:: Task details ::
Lines from the line with "Can you find the white pen?" to the line with "Can you find the silver" in the entries below, and only those, must be output exactly, with both ends included.
====================
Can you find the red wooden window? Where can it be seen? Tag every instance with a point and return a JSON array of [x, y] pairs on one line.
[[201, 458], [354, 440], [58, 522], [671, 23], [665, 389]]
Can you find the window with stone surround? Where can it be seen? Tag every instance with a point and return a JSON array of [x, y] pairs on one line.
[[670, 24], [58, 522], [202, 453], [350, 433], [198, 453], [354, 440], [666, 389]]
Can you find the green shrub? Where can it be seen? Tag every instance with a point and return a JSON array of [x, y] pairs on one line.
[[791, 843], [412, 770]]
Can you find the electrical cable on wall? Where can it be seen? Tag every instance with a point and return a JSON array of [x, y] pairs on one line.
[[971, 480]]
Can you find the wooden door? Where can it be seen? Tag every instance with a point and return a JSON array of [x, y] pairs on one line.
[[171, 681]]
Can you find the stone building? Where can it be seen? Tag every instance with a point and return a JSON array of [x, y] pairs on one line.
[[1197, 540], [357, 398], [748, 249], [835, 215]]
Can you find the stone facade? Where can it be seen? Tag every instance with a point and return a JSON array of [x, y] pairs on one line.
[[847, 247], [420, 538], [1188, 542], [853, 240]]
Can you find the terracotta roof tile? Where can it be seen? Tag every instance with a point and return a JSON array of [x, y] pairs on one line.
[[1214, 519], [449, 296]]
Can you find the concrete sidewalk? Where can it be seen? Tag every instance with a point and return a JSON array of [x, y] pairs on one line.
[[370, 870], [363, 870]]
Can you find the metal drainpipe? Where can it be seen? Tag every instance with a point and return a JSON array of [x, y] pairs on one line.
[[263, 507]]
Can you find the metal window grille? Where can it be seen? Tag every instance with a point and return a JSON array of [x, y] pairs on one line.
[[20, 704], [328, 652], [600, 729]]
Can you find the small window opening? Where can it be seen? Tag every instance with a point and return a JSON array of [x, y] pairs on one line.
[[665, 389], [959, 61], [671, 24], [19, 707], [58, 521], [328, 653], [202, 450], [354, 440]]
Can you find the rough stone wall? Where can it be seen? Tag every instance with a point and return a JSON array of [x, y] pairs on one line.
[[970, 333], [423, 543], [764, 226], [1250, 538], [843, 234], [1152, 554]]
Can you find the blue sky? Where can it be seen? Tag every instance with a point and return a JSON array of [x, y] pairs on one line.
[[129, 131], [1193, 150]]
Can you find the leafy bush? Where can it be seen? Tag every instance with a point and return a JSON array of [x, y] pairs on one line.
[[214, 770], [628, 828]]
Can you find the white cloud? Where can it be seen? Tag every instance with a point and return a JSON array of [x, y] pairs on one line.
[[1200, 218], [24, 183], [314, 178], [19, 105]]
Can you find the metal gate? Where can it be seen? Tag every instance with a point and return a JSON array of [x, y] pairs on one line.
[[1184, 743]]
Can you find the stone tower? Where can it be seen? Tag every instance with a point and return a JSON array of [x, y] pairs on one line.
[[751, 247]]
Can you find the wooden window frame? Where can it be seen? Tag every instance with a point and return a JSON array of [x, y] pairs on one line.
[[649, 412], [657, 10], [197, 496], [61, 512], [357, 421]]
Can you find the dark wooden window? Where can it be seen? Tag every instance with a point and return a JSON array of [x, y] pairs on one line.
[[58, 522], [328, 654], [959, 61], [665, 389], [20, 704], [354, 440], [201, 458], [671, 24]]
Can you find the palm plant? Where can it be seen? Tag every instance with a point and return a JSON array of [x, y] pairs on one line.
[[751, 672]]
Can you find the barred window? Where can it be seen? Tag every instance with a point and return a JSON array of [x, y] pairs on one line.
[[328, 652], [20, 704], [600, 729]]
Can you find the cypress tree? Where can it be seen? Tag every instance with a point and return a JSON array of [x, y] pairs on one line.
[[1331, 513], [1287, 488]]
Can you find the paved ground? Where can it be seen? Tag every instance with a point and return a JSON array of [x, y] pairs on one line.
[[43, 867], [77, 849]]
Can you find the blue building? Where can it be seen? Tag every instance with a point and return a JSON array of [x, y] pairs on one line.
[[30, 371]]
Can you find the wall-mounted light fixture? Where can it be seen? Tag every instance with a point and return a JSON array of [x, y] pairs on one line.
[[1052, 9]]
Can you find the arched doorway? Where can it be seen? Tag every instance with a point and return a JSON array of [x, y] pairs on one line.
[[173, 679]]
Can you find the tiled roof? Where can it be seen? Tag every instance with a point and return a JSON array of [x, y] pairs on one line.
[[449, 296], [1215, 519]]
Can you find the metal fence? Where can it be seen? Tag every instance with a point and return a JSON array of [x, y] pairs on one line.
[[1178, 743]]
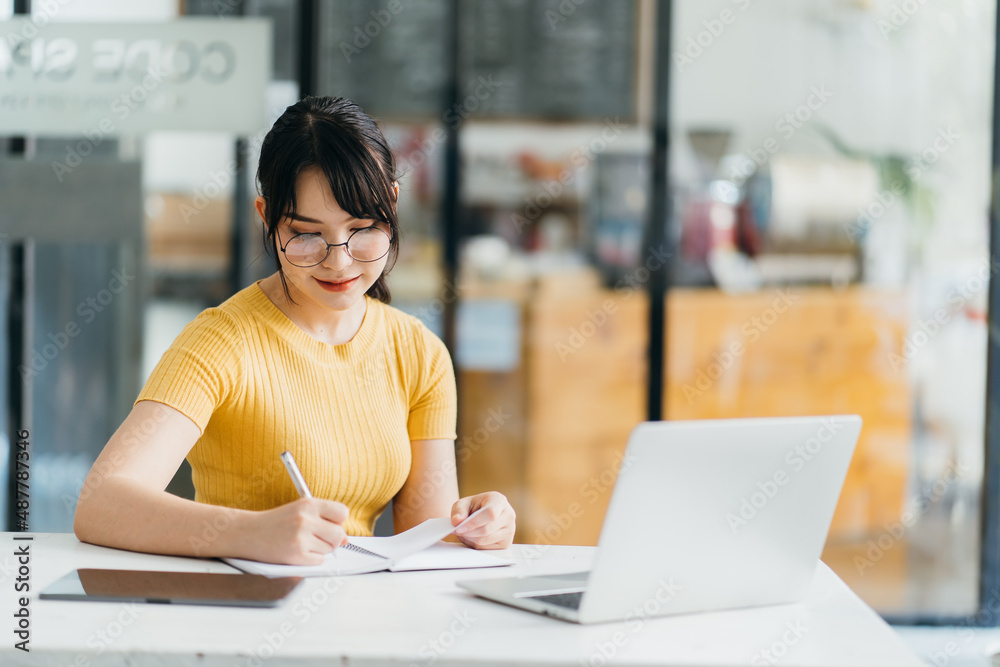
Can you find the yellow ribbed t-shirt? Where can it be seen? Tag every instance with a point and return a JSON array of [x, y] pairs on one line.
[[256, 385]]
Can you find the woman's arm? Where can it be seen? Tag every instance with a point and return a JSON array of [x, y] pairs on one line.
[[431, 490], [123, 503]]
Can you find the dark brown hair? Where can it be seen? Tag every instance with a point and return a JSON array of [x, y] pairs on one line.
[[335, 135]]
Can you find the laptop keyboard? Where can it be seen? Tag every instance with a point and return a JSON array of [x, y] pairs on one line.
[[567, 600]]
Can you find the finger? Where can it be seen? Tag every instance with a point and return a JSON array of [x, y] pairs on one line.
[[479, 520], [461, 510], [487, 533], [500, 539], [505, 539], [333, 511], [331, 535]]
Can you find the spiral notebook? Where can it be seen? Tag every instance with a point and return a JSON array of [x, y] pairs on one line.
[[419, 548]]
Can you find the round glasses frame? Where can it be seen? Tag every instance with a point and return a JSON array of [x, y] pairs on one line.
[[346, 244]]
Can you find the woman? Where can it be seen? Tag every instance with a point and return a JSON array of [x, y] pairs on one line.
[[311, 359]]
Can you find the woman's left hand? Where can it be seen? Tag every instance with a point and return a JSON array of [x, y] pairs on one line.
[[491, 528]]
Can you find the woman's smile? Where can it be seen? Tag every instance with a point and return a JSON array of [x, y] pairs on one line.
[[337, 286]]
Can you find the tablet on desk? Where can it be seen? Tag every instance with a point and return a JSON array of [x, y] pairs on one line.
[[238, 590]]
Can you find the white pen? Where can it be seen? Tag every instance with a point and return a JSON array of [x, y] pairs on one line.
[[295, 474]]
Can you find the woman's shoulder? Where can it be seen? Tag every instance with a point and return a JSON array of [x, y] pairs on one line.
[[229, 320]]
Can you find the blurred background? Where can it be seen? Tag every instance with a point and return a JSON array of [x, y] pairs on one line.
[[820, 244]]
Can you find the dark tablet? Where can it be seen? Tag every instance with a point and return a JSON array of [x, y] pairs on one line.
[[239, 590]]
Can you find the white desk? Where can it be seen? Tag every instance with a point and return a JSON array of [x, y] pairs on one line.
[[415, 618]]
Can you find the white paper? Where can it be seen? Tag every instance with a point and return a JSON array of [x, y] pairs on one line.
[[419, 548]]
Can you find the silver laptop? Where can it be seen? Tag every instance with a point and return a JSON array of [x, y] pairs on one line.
====================
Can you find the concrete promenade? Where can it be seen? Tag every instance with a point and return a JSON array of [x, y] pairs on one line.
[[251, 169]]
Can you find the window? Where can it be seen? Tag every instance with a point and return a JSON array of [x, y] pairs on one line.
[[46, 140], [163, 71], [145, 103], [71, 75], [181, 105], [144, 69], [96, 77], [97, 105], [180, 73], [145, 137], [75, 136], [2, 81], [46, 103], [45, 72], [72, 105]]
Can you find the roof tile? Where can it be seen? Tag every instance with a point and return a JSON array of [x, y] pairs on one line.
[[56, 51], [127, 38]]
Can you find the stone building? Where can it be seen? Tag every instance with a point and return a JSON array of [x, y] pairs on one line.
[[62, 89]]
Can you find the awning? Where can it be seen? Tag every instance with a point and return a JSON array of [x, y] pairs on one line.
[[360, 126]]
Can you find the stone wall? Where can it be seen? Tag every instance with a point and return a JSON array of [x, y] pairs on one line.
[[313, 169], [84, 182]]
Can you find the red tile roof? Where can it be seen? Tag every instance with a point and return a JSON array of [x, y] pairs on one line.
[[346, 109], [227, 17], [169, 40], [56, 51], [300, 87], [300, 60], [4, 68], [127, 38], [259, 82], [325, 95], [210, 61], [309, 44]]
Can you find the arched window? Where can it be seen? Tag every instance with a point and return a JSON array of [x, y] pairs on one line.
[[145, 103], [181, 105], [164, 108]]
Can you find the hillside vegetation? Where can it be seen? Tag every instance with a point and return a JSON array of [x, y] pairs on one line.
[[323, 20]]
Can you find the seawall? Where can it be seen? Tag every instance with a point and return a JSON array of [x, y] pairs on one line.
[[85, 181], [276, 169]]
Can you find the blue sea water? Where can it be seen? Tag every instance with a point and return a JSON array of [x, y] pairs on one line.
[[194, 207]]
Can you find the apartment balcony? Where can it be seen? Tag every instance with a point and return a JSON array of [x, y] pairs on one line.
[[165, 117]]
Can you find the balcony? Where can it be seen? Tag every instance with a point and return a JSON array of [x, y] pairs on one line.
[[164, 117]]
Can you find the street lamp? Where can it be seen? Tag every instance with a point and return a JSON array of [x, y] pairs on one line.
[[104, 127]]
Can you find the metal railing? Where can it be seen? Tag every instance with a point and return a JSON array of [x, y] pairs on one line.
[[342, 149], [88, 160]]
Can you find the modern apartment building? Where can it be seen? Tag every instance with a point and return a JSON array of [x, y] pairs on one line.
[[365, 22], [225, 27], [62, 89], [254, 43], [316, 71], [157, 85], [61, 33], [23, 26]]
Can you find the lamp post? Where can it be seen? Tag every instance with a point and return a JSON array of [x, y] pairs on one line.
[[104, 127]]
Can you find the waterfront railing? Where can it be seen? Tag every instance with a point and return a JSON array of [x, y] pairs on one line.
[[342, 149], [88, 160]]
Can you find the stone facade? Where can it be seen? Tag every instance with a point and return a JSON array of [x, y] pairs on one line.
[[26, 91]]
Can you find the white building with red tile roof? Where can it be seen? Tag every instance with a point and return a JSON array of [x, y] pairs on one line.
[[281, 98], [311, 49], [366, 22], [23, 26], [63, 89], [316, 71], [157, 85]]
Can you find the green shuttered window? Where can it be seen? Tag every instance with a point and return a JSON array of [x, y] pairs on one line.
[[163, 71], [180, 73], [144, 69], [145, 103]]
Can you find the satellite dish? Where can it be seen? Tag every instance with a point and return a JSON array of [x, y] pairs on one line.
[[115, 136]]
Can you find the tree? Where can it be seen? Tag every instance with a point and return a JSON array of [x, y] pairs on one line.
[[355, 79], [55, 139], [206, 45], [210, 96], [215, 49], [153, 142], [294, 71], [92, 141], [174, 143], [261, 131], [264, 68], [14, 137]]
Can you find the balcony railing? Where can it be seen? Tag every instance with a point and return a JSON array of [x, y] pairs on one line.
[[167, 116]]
====================
:: Exercise result ::
Can you find the white pen? Where can it be seen? Tag every instance with a point and return a JSON array of [x, y] pairs on one line.
[[295, 474]]
Can you find the woman's shoulder? Where can it be seen? Tag every instance with a point and return a JSON array of [x, y] pairs on one line.
[[229, 320]]
Can you find the blurred background? Where can it be seen? Tag every instance with a point and return a JSON array of [x, y] pairs on one line.
[[820, 244]]
Can you find the dark tablet? Where can it be seen? Tag every instance with a point and return a JSON array of [x, y] pairs on one line.
[[239, 590]]
Can you find the white desk? Where can it be seen? Tag every instance with a point and return a JSON array of [x, y] pairs on one line.
[[415, 618]]
Can you find the white paper? Where can it be seen? Tag every instance with a point and return a JSON array of [x, y] pairs on one line.
[[419, 548]]
Can you find the silver laptop? Where can it be seen? Tag every instance with a point and return a JSON array of [x, y] pairs on one line.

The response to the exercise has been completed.